-- PAGE EXTRACT follows --

Skeleton on display at the American Musuem of Natural History, NYC.
Reconstruction is part of the traveling exhibit Extreme Mammals which started at the American Museum of Natural History.
When: Late Miocene to Late Pleistocene (7 million to 20,000 years ago)
Where: South America
What: Macrauchenia is a hoofed mammal from South America. This animal has been known to science for a very long time. The first fossils were found by none other than Charles Darwin when he was traveling on the Beagle. He gathered up the fossilized vertebra and limb bones and brought them back to England, where they were studied by Richard Owen, who coined the name Macrauchenia (meaning ‘long neck’), and supposed the whole animal would have resembled a llama. Later fossil finds, including several almost complete specimens, confirmed that Macrauchenia did somewhat resemble a llama, with its slender legs and long neck. However, it was very diffent in some critcal areas, such as having 3 hoofed toes per foot and a mobile trunk. How do we know this animal had a trunk from just the bones? In living mammals with long trunks (such as the elephant and the tapir) the skull is transformed for the musculature that allows such a structure to move, and the skull of Macrauchenia has many features which closely match that of these modern trunked species.
So with this long llama-like neck and the tapir-like trunk, how does Macrauchenia fit into the mammal family tree? That is a subject of much debate, but it is certain that it is not especially closely related to either artiodactyls (llamas) or perissodactyls (tapirs). Macrauchenia is in the order Litopterna, a group of mammals which is only found in South America. Litopterna is assuredly an order of placental mammals, but its exact placement relative to the other major clades is uncertain at this time. It has been suggested they, and other South American ungulate groups, may fall somewhere close to Afrotheria.
South America was isolated from all others for millions of years, in ‘splendid isolation’, during which time the mammals upon it radiated to fill all available niches, and this resulted in dozens of cases of convergent or parallel evolution. There are ungulate fossil froms known from South America that closely resemble not only llamas but also horses, rabbits, and even elephants! Carnivorous forms got in on the act too, such as Thylacosmilus, which looked very simular to the Saber-toothed ‘tigers’ of North America. Many South American natives went extinct during the great faunal interchange, but Macrauchenia survived until the end of the last glacial period. There is hope that one day we might recover some ancient DNA of this animal, which would be very helpful in determining where it falls in the great family tree of placental mammals.

-- PAGE EXTRACT concluded --
-- GIVEN ENTRIES follows --

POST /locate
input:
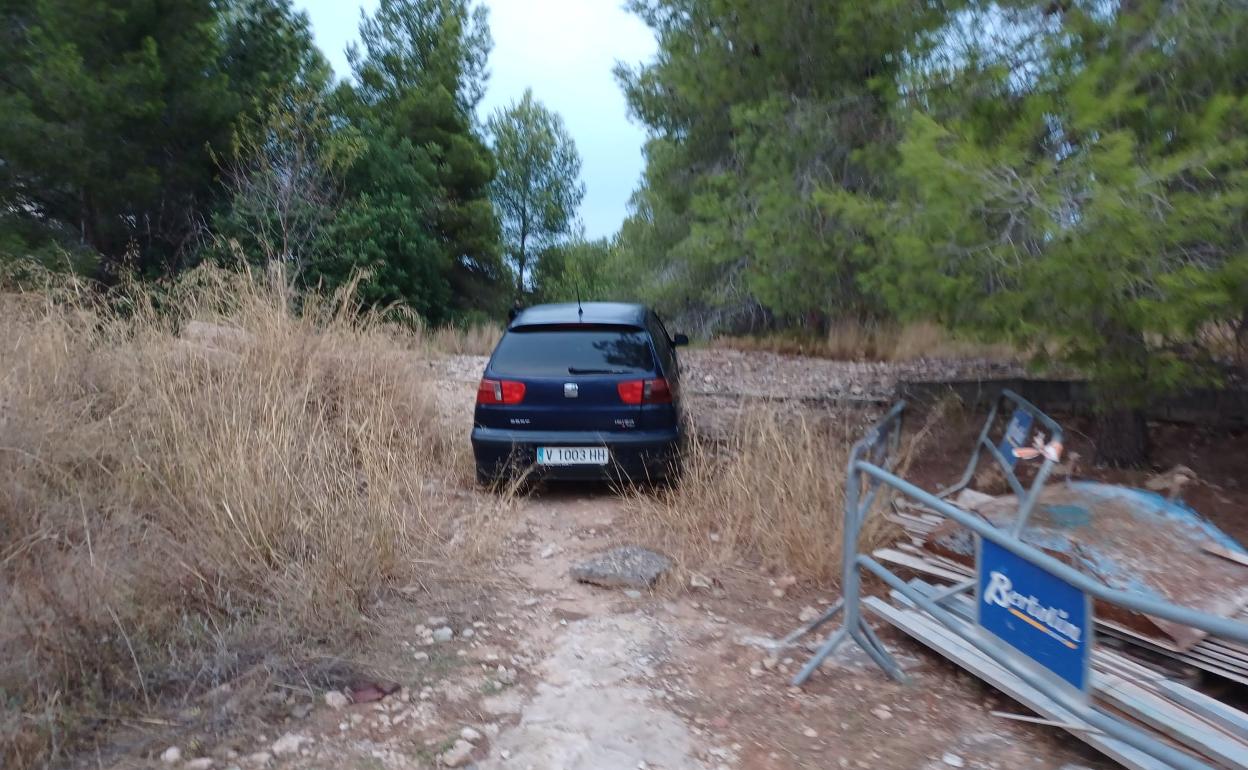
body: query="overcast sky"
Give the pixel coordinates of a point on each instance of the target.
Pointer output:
(564, 50)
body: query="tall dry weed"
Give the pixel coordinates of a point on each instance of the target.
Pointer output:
(773, 492)
(187, 488)
(474, 340)
(854, 340)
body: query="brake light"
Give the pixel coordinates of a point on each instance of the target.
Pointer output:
(630, 391)
(499, 391)
(644, 391)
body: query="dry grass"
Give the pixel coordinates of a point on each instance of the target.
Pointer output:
(774, 494)
(771, 493)
(858, 341)
(182, 491)
(476, 340)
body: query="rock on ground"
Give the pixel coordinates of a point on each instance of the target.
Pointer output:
(336, 700)
(457, 755)
(288, 744)
(627, 567)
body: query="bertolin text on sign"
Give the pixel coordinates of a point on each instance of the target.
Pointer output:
(1050, 619)
(1036, 613)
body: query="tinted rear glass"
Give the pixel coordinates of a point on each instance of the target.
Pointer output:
(563, 352)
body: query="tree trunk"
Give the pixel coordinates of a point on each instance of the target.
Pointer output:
(1122, 438)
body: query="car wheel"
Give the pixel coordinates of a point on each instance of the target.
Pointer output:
(484, 478)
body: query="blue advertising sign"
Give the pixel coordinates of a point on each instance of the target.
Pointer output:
(1016, 434)
(1036, 613)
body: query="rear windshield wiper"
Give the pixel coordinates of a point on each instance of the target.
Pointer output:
(579, 371)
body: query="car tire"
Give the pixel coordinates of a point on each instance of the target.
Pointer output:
(484, 478)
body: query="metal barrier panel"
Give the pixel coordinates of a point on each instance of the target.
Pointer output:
(870, 469)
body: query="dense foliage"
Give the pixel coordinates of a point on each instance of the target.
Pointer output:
(145, 137)
(538, 186)
(1070, 176)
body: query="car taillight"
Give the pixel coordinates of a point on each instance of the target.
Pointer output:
(644, 391)
(499, 391)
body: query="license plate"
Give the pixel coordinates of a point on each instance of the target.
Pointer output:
(573, 456)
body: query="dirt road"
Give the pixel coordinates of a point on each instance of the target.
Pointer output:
(541, 673)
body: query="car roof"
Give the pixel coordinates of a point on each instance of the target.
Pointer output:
(623, 313)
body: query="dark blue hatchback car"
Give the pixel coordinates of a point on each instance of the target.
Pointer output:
(580, 392)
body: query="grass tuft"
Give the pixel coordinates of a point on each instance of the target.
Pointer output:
(182, 491)
(859, 341)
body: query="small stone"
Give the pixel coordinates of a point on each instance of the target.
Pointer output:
(288, 744)
(457, 755)
(627, 567)
(336, 700)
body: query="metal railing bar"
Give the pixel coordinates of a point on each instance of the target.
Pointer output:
(1111, 726)
(1222, 627)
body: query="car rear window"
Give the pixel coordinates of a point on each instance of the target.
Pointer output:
(570, 352)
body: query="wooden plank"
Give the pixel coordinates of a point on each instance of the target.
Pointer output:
(904, 559)
(960, 652)
(1172, 720)
(1226, 553)
(1208, 708)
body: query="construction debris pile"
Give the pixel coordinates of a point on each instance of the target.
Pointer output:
(1141, 667)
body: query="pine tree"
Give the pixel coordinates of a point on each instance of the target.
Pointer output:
(538, 187)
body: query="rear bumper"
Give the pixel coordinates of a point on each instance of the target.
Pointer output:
(638, 456)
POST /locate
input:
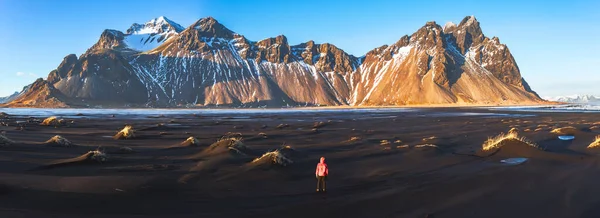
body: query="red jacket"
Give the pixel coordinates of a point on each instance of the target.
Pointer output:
(322, 169)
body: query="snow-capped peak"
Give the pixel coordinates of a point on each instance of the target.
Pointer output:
(147, 36)
(156, 26)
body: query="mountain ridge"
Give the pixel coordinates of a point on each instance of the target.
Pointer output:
(206, 64)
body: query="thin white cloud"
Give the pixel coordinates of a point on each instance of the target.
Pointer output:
(26, 74)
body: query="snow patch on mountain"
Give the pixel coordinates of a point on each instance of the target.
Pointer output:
(145, 37)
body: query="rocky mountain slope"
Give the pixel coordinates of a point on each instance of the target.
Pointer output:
(162, 64)
(9, 98)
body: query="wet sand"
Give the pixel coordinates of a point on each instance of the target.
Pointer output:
(377, 168)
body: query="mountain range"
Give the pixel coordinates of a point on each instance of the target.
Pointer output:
(162, 64)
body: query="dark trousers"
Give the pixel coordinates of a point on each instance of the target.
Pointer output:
(321, 183)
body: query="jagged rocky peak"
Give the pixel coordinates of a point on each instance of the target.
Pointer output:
(428, 35)
(208, 64)
(467, 34)
(211, 28)
(274, 50)
(449, 27)
(109, 39)
(155, 26)
(69, 63)
(332, 58)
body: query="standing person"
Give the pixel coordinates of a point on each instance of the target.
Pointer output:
(321, 173)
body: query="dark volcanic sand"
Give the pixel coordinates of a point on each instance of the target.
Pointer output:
(367, 179)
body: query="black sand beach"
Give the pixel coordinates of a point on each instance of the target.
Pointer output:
(417, 163)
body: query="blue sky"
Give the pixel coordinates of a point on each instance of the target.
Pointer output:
(555, 44)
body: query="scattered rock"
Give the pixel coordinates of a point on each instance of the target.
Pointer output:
(59, 141)
(281, 126)
(262, 134)
(126, 133)
(4, 141)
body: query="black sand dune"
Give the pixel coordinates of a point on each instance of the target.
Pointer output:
(91, 157)
(367, 179)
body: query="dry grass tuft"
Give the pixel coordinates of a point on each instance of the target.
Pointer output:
(319, 124)
(52, 121)
(283, 125)
(59, 141)
(191, 141)
(595, 143)
(275, 157)
(126, 133)
(98, 155)
(426, 146)
(429, 138)
(497, 142)
(565, 130)
(402, 146)
(126, 150)
(234, 144)
(5, 141)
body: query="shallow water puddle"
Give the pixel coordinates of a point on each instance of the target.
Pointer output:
(566, 137)
(514, 161)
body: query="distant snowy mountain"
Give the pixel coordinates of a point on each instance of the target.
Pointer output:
(144, 37)
(161, 64)
(578, 99)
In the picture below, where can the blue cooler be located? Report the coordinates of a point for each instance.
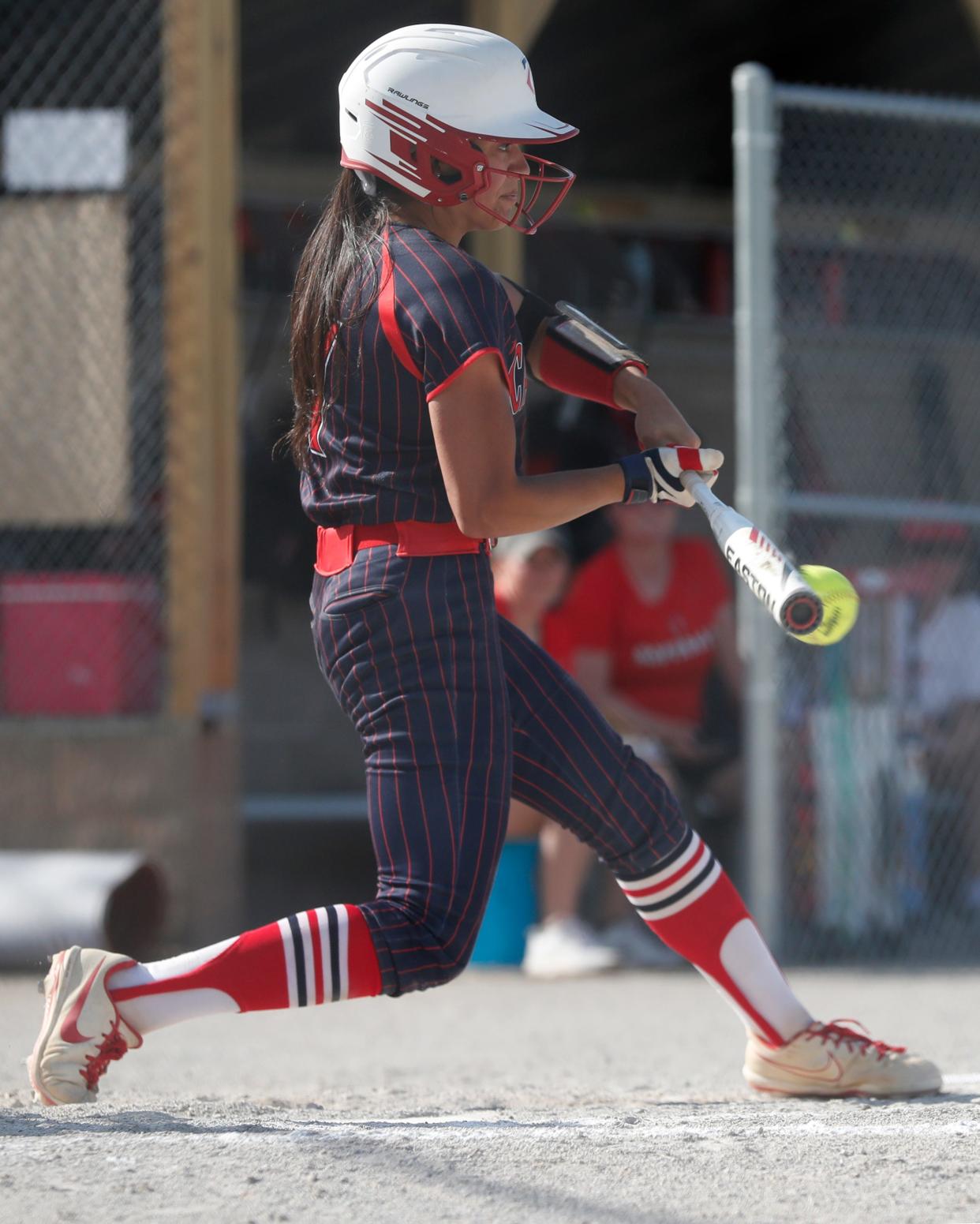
(511, 908)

-- GIVEN ENTRIES concluded --

BRIEF 1: Summarize the Macrauchenia page in two sentences.
BRIEF 2: Output the Macrauchenia page from "South America was" up to and including "of placental mammals.".
BRIEF 3: According to the Macrauchenia page, what does the name Macrauchenia mean?
These rows have no connection to the Macrauchenia page.

OUTPUT 1: Macrauchenia was a hoofed South American mammal whose first fossils were found by Charles Darwin and named by Richard Owen, and it resembled a llama in its slender legs and long neck but had three hoofed toes per foot and a mobile trunk. It belongs to the order Litopterna, whose exact placement among placental mammals is uncertain, and it survived until the end of the last glacial period.

OUTPUT 2:
South America was isolated from all others for millions of years, in ‘splendid isolation’, during which time the mammals upon it radiated to fill all available niches, and this resulted in dozens of cases of convergent or parallel evolution. There are ungulate fossil froms known from South America that closely resemble not only llamas but also horses, rabbits, and even elephants! Carnivorous forms got in on the act too, such as Thylacosmilus, which looked very simular to the Saber-toothed ‘tigers’ of North America. Many South American natives went extinct during the great faunal interchange, but Macrauchenia survived until the end of the last glacial period. There is hope that one day we might recover some ancient DNA of this animal, which would be very helpful in determining where it falls in the great family tree of placental mammals.

OUTPUT 3: Long neck.